━━ SOURCE DOCUMENT ━━
A United Nations report concluded that anything above 15 days in solitary confinement is torture
Some of the research goes back to the 19th century. The early research about the health effects was so convincing that the US Supreme Court confidently stated in 1890 that solitary confinement is not "a mere unimportant regulation as to the safe-keeping of the prisoner."
The Court concluded that solitary confinement caused prisoners to go "into a semi-fatuous condition, from which it was next to impossible to arouse them, and others became violently insane; others still, committed suicide; while those who stood the ordeal better were not generally reformed, and in most cases did not recover sufficient mental activity to be of any subsequent service to the community."
These types of issues led a United Nations report to conclude that anything above 15 days in solitary confinement is torture.
These detrimental effects extend to people who are in solitary confinement at no fault of their own. In adult prisons, juveniles and transgender inmates are often put in isolation for their own protection against older or potentially harmful prisoners. Sometimes certain tattoos can get a person thrown in solitary confinement, because the body art is often associated with gang affiliation.
The American Civil Liberties Union and other reform advocates argue that it's time to acknowledge the research and stop the widespread use of solitary confinement. "We have to use data and science in our criminal justice system," Amy Fettig, senior staff counsel for the ACLU's National Prison Project, told me in 2015, "in the same way that we do in many other aspects of public policy."
━━━
● **SET PROBLEM**
Rewrite the part of the solitary confinement passage that opens with the words "These detrimental effects" and closes with "with gang affiliation.", using "minors" in place of "juveniles".
━━ MATERIAL SHOWN ━━
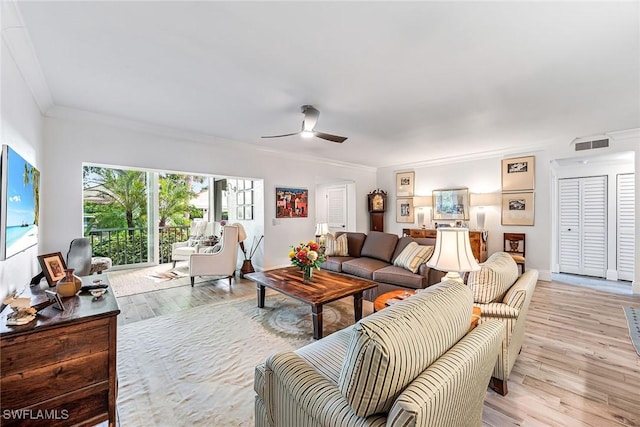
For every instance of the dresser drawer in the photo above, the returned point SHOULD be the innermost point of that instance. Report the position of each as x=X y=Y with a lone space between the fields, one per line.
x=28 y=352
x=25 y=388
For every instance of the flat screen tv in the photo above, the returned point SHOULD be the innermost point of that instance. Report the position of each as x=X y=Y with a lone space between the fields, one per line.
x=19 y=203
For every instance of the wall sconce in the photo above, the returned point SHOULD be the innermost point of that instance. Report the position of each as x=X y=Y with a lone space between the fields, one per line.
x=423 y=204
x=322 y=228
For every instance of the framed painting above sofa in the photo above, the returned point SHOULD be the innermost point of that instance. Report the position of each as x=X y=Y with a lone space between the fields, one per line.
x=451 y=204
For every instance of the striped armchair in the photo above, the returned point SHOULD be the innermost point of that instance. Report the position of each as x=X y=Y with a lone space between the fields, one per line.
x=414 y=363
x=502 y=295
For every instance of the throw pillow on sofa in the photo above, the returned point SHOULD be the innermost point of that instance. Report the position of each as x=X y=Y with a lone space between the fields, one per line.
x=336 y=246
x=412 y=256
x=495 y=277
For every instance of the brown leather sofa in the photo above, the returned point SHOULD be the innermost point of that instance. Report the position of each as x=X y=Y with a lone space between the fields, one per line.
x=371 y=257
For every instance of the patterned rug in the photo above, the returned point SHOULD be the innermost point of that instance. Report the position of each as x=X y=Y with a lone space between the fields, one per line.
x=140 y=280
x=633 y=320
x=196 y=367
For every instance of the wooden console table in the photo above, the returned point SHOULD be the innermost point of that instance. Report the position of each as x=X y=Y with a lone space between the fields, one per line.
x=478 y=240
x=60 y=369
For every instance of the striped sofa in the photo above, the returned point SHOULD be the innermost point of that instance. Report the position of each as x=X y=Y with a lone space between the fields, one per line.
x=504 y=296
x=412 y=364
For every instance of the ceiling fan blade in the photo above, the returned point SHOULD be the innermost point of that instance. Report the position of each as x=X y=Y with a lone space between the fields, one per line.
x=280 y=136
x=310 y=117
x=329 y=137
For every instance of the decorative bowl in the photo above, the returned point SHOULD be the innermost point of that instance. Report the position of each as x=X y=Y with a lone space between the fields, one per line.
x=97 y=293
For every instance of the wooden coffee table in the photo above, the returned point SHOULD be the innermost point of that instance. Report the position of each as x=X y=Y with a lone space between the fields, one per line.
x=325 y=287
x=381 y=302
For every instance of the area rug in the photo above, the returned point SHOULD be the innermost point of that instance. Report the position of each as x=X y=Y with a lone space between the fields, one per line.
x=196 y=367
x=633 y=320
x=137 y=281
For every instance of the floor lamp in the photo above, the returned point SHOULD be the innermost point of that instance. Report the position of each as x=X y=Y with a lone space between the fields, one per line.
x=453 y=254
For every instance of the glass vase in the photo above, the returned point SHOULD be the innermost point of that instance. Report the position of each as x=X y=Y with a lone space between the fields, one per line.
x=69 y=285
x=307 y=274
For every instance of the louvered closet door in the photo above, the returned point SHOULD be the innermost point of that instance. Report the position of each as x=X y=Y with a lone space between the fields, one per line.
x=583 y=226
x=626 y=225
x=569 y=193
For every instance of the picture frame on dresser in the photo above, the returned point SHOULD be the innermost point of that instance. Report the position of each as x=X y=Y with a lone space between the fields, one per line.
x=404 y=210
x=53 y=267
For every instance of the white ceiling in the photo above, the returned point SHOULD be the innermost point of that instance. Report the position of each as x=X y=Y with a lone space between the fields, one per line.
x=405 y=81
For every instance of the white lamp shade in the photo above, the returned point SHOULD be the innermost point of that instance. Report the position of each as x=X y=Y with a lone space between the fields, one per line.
━━━
━━ MATERIAL SHOWN ━━
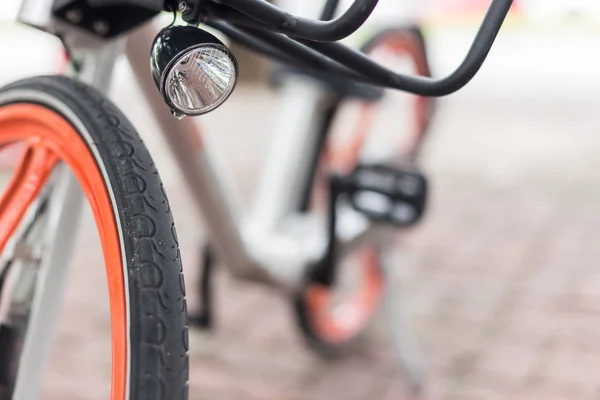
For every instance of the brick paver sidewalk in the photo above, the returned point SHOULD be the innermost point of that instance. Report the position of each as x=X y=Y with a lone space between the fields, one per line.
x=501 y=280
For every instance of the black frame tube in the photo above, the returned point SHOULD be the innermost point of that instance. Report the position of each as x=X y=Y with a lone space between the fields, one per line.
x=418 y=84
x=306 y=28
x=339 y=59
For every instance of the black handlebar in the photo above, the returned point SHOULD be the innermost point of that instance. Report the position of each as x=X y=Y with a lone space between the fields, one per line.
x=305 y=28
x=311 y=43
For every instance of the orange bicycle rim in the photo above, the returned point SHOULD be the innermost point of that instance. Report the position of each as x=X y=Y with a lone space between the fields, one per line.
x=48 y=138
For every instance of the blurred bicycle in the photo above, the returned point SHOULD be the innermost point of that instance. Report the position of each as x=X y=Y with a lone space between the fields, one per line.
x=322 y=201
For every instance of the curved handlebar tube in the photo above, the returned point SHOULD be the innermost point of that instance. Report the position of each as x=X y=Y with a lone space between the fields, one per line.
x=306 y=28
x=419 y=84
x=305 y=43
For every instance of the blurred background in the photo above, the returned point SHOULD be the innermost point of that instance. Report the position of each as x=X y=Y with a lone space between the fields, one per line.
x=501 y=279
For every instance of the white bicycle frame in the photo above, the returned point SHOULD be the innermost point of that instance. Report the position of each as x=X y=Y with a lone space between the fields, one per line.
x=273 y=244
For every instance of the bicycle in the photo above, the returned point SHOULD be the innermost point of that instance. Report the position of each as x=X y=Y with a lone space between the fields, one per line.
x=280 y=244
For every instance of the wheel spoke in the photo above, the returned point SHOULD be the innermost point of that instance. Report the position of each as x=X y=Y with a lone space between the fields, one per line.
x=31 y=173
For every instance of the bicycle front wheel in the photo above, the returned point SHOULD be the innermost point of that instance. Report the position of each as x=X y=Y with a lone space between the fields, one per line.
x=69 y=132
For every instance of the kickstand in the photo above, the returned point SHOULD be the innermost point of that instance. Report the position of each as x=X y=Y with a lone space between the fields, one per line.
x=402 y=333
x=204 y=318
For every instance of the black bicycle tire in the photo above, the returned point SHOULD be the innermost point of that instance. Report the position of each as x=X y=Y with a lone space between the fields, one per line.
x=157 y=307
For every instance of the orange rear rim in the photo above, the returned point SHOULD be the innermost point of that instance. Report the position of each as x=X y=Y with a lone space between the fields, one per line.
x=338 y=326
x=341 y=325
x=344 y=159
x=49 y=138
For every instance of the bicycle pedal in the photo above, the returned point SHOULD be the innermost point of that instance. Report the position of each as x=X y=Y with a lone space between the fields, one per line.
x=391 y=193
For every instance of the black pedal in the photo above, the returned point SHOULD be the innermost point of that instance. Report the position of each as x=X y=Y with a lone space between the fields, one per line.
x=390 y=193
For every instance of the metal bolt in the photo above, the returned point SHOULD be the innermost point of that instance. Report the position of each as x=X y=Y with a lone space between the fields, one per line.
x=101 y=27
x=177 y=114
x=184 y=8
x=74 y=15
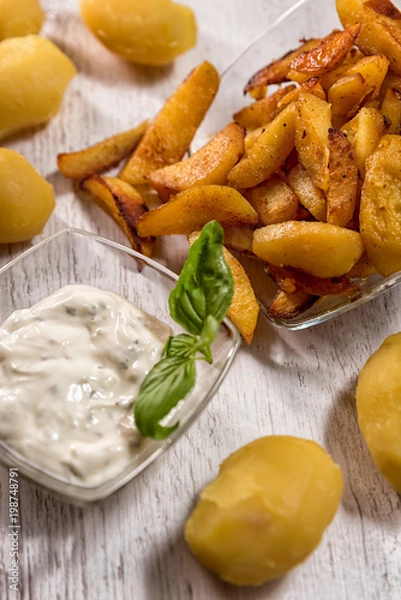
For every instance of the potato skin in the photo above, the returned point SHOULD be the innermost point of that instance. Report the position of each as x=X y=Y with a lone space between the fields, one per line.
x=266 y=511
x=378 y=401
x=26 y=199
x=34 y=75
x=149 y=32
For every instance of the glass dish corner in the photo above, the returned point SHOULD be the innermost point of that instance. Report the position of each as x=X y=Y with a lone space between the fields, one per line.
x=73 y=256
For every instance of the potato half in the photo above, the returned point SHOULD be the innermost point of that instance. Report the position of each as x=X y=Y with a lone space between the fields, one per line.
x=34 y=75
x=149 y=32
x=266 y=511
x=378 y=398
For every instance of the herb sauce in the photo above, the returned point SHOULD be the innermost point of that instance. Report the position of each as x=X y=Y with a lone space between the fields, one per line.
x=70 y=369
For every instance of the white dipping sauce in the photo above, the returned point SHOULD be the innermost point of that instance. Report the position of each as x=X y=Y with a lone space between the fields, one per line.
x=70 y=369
━━━
━━ MATERIAL SHOWN ━━
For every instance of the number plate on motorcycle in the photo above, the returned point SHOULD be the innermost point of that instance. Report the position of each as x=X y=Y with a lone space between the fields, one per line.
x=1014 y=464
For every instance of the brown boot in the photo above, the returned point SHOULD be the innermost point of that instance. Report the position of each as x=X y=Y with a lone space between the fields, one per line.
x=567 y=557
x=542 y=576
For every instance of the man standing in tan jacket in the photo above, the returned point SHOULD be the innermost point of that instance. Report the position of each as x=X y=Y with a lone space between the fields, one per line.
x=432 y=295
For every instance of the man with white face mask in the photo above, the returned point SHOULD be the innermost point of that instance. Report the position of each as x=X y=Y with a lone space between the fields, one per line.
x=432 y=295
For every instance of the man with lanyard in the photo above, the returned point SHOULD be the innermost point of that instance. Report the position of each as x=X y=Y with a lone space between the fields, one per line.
━━━
● **FINAL RESULT**
These detrimental effects extend to people who are in solitary confinement at no fault of their own. In adult prisons, minors and transgender inmates are often put in isolation for their own protection against older or potentially harmful prisoners. Sometimes certain tattoos can get a person thrown in solitary confinement, because the body art is often associated with gang affiliation.